* [Problem statement]:
Output, word for word, every line from the line with "In this exercise you will pick out the white dress" through the final line of the data below.

Excerpts of location labeling data:
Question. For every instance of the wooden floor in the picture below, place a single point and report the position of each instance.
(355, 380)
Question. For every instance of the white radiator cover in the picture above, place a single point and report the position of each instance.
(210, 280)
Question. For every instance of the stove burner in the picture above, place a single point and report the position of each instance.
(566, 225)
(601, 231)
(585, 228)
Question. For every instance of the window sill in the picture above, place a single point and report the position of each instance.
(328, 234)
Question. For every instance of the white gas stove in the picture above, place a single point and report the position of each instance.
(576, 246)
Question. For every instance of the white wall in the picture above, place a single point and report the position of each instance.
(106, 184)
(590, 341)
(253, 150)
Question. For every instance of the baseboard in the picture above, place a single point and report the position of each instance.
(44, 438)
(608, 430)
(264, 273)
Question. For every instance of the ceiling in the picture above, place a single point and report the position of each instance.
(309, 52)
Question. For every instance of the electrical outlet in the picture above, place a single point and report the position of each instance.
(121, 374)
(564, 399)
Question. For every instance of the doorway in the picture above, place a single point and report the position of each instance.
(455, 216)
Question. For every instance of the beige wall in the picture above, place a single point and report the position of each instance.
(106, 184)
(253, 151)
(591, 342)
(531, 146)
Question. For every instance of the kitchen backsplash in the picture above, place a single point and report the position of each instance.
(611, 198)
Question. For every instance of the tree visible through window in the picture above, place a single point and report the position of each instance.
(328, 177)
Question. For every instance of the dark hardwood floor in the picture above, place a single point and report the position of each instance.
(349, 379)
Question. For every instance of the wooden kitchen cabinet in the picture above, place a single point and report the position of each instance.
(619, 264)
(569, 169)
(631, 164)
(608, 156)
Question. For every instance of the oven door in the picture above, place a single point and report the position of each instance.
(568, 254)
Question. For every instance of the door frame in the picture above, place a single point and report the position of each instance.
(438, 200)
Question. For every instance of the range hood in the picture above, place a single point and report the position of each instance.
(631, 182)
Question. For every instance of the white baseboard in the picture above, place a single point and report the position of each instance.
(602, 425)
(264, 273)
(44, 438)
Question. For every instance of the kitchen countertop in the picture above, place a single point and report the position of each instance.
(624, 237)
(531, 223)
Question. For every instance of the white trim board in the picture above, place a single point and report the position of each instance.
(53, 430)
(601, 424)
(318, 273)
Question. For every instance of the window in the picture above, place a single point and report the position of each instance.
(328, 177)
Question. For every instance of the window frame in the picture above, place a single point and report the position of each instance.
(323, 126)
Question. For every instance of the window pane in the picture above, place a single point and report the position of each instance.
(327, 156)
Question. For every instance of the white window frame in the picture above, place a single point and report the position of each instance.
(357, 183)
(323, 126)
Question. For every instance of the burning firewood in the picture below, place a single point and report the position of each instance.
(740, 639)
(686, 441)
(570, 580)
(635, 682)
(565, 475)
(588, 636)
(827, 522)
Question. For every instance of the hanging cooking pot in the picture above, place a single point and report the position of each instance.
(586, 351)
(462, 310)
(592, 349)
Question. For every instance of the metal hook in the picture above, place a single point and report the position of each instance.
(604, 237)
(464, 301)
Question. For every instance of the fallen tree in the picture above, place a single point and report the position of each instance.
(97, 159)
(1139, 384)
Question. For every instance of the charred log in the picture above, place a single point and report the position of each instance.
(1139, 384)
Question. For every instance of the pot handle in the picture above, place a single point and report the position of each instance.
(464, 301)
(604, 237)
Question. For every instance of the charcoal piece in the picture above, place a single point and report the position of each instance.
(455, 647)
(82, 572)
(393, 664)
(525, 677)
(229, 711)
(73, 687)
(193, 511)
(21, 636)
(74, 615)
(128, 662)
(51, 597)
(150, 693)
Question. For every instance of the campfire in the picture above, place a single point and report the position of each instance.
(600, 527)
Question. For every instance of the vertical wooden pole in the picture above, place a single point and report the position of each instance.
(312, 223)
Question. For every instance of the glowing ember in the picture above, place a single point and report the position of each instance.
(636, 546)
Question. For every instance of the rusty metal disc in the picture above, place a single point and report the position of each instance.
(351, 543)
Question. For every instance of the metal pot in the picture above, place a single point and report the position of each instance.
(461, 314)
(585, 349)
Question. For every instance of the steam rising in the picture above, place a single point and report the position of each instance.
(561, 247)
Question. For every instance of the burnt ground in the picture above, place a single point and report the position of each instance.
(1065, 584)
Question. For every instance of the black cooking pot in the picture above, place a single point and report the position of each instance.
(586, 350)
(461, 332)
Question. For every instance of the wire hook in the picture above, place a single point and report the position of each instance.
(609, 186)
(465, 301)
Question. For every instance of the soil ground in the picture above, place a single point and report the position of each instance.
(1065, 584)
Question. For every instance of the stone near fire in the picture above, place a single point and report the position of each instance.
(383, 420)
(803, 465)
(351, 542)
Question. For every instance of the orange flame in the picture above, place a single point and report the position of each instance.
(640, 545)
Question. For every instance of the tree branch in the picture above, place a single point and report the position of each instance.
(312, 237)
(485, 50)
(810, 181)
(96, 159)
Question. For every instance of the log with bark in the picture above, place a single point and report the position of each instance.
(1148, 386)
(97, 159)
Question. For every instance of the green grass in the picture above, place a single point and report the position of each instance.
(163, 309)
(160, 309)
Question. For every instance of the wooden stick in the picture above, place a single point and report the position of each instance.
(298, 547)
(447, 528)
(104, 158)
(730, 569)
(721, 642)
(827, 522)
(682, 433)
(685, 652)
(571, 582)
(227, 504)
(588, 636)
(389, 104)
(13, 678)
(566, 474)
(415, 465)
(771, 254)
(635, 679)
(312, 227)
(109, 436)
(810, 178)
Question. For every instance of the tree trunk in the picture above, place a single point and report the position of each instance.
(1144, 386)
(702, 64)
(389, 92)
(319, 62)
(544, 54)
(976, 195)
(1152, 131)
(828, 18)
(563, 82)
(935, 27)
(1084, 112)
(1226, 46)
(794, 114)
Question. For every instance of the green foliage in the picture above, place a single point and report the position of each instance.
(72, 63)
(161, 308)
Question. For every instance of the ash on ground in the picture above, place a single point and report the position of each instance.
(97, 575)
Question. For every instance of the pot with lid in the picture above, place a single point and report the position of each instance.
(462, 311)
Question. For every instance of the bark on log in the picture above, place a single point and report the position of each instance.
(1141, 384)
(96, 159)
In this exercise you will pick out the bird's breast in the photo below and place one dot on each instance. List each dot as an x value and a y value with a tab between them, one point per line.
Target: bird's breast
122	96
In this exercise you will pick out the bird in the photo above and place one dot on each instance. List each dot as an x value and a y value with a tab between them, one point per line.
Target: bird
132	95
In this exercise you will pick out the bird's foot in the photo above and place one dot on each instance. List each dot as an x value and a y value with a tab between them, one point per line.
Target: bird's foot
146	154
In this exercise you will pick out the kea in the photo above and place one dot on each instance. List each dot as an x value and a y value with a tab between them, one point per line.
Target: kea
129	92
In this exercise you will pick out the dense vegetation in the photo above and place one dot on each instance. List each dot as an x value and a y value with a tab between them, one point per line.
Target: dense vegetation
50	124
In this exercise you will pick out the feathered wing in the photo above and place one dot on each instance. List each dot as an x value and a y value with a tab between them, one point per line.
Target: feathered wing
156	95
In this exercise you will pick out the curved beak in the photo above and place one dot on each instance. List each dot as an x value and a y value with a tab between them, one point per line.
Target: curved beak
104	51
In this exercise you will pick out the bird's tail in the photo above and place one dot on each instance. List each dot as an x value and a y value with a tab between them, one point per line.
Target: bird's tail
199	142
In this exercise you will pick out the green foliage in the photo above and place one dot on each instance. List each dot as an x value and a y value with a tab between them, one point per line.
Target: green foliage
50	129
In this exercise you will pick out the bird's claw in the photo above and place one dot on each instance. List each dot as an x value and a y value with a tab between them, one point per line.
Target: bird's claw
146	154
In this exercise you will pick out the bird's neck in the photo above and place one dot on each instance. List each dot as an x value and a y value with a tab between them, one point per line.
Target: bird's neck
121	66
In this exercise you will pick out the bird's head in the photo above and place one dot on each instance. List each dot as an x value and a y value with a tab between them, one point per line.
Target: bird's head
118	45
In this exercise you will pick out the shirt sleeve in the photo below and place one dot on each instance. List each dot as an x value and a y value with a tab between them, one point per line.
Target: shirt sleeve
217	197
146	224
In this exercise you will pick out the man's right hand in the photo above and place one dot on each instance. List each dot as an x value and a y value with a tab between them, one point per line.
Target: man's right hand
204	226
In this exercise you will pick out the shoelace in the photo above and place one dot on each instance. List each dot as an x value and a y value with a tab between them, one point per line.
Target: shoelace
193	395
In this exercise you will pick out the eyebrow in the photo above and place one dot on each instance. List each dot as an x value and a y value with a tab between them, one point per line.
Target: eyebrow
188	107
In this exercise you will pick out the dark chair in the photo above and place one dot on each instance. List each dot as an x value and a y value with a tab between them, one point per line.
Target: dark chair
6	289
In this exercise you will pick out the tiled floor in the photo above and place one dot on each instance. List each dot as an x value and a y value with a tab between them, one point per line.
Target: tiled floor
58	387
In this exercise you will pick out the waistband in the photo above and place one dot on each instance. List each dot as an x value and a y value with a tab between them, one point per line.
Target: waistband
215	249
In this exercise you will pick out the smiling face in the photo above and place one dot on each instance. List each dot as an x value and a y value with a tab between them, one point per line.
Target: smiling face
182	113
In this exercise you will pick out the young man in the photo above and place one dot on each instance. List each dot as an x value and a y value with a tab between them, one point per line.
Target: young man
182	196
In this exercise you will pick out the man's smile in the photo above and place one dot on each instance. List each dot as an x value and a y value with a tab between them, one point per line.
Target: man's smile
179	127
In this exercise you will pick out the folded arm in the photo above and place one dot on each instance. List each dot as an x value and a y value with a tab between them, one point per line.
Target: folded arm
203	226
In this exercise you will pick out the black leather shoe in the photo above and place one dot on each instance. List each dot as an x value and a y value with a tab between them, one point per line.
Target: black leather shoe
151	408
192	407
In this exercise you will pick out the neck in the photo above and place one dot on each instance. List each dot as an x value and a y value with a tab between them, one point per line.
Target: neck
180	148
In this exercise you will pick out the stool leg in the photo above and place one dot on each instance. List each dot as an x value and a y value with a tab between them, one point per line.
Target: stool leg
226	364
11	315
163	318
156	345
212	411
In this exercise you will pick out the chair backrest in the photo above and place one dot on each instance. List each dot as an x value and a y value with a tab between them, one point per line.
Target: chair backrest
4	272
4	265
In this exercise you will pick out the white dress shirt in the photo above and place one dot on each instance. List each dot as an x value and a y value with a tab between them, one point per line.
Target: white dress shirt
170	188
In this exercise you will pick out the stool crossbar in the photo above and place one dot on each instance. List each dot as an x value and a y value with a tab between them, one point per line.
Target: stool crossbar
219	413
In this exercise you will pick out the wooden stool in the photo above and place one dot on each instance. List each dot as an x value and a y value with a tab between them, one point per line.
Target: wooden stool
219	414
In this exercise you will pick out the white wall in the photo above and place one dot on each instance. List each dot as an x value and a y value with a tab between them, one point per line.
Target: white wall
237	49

* [Reply to the exercise]:
In this exercise you will pick out the white dress shirt in the photo above and place one dot on each instance. List each dot as an x value and a y value with a tab between them, one point per line.
Target: white dress shirt
170	188
In this exercise you will pick out the stool crossbar in the photo above and place one dot on each instance. List each dot as an x value and a y value with a tab between them, one point per line.
Target: stool crossbar
219	413
In this exercise you will pick out the wooden stool in the photo above and place one dot on each instance. List each dot as an x value and a y value with a tab between them, one point per line.
Target: wooden stool
219	414
In this exercise you will pick out the white wall in the photo above and place one dot on each instance. List each dot as an x value and a y value with a tab between them, one point per line.
Target: white wall
237	49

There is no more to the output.